WHAT YOU ARE ASKED TO DO: The line containing "shirt, marking a point on it" and every line after it, through the last line of the records, are to be transcribed exactly, and nothing else.

RECORDS FOR THE TASK:
##############################
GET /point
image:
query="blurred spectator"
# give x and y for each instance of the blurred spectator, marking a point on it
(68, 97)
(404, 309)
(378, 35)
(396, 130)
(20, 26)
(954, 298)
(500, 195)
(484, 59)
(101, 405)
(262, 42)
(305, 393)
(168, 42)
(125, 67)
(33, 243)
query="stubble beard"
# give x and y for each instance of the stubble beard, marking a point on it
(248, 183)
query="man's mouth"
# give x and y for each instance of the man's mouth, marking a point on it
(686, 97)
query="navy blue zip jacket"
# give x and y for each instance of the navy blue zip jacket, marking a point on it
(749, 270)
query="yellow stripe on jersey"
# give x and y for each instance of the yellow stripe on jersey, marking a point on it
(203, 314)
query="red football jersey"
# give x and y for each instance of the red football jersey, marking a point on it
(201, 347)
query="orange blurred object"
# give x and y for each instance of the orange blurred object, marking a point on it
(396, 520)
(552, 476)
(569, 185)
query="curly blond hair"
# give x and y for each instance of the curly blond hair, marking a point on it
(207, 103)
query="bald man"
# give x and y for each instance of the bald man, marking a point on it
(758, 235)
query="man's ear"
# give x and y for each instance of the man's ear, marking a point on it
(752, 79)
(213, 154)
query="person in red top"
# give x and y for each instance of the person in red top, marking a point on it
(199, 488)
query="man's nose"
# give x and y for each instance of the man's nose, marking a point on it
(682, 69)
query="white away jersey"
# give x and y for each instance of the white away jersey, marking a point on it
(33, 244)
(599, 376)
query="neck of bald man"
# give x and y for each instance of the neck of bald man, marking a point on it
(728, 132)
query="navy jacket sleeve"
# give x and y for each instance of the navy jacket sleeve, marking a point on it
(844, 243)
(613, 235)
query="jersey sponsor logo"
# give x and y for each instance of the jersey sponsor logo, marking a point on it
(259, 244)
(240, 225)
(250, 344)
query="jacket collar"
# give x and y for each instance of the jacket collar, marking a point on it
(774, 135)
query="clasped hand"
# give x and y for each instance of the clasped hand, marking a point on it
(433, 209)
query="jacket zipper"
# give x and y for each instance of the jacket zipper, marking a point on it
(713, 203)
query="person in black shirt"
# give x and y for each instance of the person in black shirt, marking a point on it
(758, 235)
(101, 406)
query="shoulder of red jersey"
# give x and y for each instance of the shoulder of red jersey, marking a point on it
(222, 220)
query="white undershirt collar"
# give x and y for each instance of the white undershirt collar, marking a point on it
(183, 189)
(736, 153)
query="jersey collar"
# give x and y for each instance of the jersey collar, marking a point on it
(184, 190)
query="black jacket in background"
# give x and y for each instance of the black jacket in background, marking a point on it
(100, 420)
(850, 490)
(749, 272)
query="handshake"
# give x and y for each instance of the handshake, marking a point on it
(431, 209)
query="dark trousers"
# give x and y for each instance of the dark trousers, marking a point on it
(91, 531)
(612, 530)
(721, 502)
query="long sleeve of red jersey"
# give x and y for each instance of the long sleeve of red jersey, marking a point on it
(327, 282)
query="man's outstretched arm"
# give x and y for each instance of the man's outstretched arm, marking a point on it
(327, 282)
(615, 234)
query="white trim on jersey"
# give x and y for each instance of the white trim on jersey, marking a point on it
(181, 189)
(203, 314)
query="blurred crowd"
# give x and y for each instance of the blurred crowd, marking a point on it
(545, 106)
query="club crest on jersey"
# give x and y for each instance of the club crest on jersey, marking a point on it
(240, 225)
##############################
SOLUTION TO THIS PROBLEM:
# give x and y for each instance of the person in black shirt, marking a point on it
(758, 235)
(101, 406)
query="shoulder of red jersey"
# give x and y for each instance of the shoulder of red jersey, marking a point on it
(222, 220)
query="white undershirt collar"
# give x and y for each instance of the white undershirt collar, marking a point on it
(183, 189)
(736, 153)
query="jersey collar"
# give x and y for each instance of the jersey collar, marking a point on it
(184, 190)
query="black jacket in background"
# give x and y for each instance of the black jacket in background, marking a point on it
(100, 420)
(850, 490)
(749, 272)
query="handshake"
# give x and y for each instance of the handshake, marking a point on it
(431, 209)
query="dark trousers"
# give x and y for each instance of the dark trousers, marking a point on it
(91, 531)
(612, 530)
(721, 502)
query="long sleeve of red jersey"
# give x and y for each instance of the long sleeve of red jersey, marking a point on it
(327, 282)
query="man's outstretched arm"
# give x and y for each instance of the man's outstretched arm, marking a point on it
(327, 282)
(615, 234)
query="white trim on jersey"
# give x and y for each instance of the white trim on jersey, marking a point on it
(181, 189)
(203, 314)
query="blurred crowd"
# give x and y for each instance of the blurred crowd, marking a point on it
(545, 106)
query="club crest on jersey"
# give x and y for each instance of the club crest on jersey, marking a point on it
(240, 225)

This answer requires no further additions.